YOUR TASK:
Only the pictures stay out; please return all the entries below exactly as written.

DATASET ENTRIES:
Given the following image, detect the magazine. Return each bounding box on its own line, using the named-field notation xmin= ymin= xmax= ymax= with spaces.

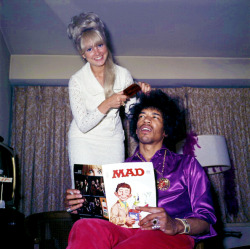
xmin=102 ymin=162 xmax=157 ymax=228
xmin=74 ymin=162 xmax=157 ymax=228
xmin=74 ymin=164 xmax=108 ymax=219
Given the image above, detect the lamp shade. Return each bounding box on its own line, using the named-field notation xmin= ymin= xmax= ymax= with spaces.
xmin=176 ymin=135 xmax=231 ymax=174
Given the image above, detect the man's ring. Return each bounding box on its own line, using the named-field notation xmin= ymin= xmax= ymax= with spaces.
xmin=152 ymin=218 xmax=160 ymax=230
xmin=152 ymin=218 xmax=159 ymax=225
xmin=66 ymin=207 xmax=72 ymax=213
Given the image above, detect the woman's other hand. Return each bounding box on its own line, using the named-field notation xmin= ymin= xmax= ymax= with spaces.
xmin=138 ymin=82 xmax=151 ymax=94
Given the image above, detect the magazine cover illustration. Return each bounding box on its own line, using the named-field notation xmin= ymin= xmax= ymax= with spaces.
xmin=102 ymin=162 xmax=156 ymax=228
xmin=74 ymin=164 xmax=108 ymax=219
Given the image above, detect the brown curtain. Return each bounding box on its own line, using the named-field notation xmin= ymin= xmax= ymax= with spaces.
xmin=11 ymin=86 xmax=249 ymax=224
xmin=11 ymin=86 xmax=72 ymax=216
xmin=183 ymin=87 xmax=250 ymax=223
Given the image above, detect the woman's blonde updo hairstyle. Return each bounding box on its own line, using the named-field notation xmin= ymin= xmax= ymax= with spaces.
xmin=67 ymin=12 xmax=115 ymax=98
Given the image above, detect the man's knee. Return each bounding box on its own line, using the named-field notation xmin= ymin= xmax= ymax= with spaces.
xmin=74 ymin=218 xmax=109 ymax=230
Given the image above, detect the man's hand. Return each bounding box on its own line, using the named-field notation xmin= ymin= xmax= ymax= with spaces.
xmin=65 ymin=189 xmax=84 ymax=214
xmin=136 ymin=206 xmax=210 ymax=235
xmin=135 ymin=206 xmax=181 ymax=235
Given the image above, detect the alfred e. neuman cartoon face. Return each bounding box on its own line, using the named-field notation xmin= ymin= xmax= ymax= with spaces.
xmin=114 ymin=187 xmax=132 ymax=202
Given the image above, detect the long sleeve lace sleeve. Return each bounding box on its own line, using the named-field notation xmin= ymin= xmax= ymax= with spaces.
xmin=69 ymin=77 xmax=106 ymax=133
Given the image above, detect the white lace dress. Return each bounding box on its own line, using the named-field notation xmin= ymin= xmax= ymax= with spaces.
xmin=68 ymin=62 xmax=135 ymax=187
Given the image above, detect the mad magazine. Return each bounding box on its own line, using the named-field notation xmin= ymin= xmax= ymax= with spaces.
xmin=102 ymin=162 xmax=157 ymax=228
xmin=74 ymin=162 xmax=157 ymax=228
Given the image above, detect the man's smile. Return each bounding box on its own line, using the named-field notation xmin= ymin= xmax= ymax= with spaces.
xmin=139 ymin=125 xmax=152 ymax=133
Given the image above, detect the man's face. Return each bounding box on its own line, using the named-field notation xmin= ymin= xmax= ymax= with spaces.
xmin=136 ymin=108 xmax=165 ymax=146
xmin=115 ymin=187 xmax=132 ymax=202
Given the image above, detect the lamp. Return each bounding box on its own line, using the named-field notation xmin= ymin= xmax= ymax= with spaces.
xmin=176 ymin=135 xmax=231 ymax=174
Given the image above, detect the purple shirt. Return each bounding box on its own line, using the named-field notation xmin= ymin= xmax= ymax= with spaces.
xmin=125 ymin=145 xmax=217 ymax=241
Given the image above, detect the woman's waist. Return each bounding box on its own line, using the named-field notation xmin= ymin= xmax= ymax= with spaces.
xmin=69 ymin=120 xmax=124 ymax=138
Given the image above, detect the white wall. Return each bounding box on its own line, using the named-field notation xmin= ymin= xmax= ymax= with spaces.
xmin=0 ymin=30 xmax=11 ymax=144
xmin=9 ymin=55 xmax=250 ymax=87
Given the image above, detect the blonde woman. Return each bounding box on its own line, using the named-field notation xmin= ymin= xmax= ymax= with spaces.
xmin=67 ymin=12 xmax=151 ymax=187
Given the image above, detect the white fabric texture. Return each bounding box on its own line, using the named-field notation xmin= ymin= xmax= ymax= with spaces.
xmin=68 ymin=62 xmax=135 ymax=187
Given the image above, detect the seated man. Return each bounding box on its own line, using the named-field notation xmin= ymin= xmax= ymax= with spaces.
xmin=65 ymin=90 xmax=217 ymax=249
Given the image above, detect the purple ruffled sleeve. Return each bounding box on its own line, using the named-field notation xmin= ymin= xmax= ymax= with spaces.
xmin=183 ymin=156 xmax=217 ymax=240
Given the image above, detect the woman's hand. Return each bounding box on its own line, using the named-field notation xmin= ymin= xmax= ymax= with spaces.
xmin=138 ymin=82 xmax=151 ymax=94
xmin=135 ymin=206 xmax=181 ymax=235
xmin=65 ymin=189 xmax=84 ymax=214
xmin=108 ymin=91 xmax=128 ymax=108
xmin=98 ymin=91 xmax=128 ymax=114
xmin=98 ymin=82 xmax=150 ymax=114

COMPLETED EXERCISE:
Given the following image, detect the magazine. Return each bounding box on its own line, using the named-field notation xmin= ymin= xmax= ymax= with spaces.

xmin=102 ymin=162 xmax=157 ymax=228
xmin=74 ymin=162 xmax=157 ymax=228
xmin=74 ymin=164 xmax=108 ymax=219
Given the image above, detect the lamp shade. Return each bounding box on its own line, using the named-field notation xmin= ymin= xmax= ymax= with spaces.
xmin=176 ymin=135 xmax=231 ymax=174
Given the image above, detect the man's ring. Return each bounding box on its own line, using the named-field notation xmin= ymin= xmax= ymax= with spaces.
xmin=152 ymin=218 xmax=160 ymax=230
xmin=152 ymin=218 xmax=159 ymax=225
xmin=66 ymin=207 xmax=72 ymax=213
Given the image above, detect the woman's other hand. Return each bounding box on its own line, using the named-field notation xmin= ymin= xmax= ymax= with spaces.
xmin=138 ymin=82 xmax=151 ymax=94
Given the image above, detect the magazine cover illustration. Return each bounding box on its own line, using the named-field notation xmin= ymin= xmax= ymax= with spaces.
xmin=102 ymin=162 xmax=156 ymax=228
xmin=74 ymin=164 xmax=108 ymax=219
Given the image above, detect the brown curtain. Return each bounding box on its own line, using the named-field notation xmin= ymin= xmax= ymax= with spaces.
xmin=11 ymin=86 xmax=249 ymax=224
xmin=11 ymin=86 xmax=72 ymax=216
xmin=183 ymin=87 xmax=250 ymax=223
Given the image above, detect the woman's blonde updo hairstyle. Return each bounding box on its own line, using the named-field notation xmin= ymin= xmax= ymax= with spaces.
xmin=67 ymin=12 xmax=115 ymax=98
Given the image above, detect the man's knee. Return each bounding box on its own line, using the named-field notation xmin= ymin= xmax= ymax= with spaces.
xmin=74 ymin=218 xmax=109 ymax=230
Given the image above, detect the man's hand. Return each bounding box on its own line, using the named-field notation xmin= ymin= xmax= ymax= with spaces.
xmin=65 ymin=189 xmax=84 ymax=214
xmin=136 ymin=206 xmax=210 ymax=235
xmin=135 ymin=206 xmax=181 ymax=235
Given the image above, detect the alfred e. neuman cartoon face. Return each bounding box on its own line, using the named-field notation xmin= ymin= xmax= ymax= with spaces.
xmin=114 ymin=187 xmax=132 ymax=202
Given the image above, detect the long sleeve lace sleeve. Return each bounding box on its own line, using the named-field notation xmin= ymin= xmax= ymax= with spaces.
xmin=69 ymin=77 xmax=106 ymax=133
Given the image above, detect the white lace dress. Return each bounding box on its own line, using the named-field notation xmin= ymin= xmax= ymax= with spaces.
xmin=68 ymin=62 xmax=135 ymax=187
Given the image above, detect the mad magazine. Return each bounding box on its own line, using the named-field notation xmin= ymin= xmax= ymax= with spaces.
xmin=102 ymin=162 xmax=157 ymax=228
xmin=74 ymin=162 xmax=157 ymax=228
Given the image above, detect the man's smile. Return each bounding box on its own line, using the named-field notation xmin= ymin= xmax= ymax= with spaces.
xmin=139 ymin=125 xmax=152 ymax=133
Given the image above, detect the man's face. Return each bounding box on its own line, using the named-field notation xmin= ymin= xmax= ymax= with spaces.
xmin=136 ymin=108 xmax=165 ymax=146
xmin=115 ymin=187 xmax=132 ymax=202
Given the image above, detect the lamp. Return each bounding box on its own line, using the named-field notation xmin= ymin= xmax= ymax= with spaces.
xmin=176 ymin=135 xmax=231 ymax=174
Given the image above, detect the purple shirt. Return each bounding box on its own line, using the named-field notation xmin= ymin= xmax= ymax= with spaces.
xmin=125 ymin=145 xmax=217 ymax=241
Given the image above, detect the woman's waist. Return each bounding box on its own line, using the named-field notation xmin= ymin= xmax= ymax= with spaces.
xmin=69 ymin=120 xmax=124 ymax=138
Given the image above, detect the white wall. Return each bounding box on its own line, using the named-field notation xmin= ymin= xmax= ymax= with spaces.
xmin=0 ymin=30 xmax=11 ymax=144
xmin=9 ymin=55 xmax=250 ymax=87
Given the image above, detect the blonde woman. Return each bounding box on its own line, using the named-field notation xmin= ymin= xmax= ymax= with spaces.
xmin=67 ymin=12 xmax=151 ymax=187
Given the image above, detect the white fabric texture. Return each bounding box on its own line, using the named-field notation xmin= ymin= xmax= ymax= with spaces.
xmin=68 ymin=62 xmax=135 ymax=187
Given the image above, detect the seated man. Return each bounding box on its own line, using the named-field notation xmin= ymin= xmax= ymax= with spaces.
xmin=65 ymin=90 xmax=217 ymax=249
Given the image above, detect the purple ruffled sleeve. Return each bounding box on its own line, using the named-field notation xmin= ymin= xmax= ymax= with spaces.
xmin=183 ymin=156 xmax=217 ymax=240
Given the image above, detect the woman's hand. Return each bounding box on its own line, using the named-field notation xmin= ymin= xmax= ymax= with spaces.
xmin=138 ymin=82 xmax=151 ymax=94
xmin=135 ymin=206 xmax=181 ymax=235
xmin=65 ymin=189 xmax=84 ymax=214
xmin=108 ymin=91 xmax=128 ymax=108
xmin=98 ymin=91 xmax=128 ymax=114
xmin=98 ymin=82 xmax=150 ymax=114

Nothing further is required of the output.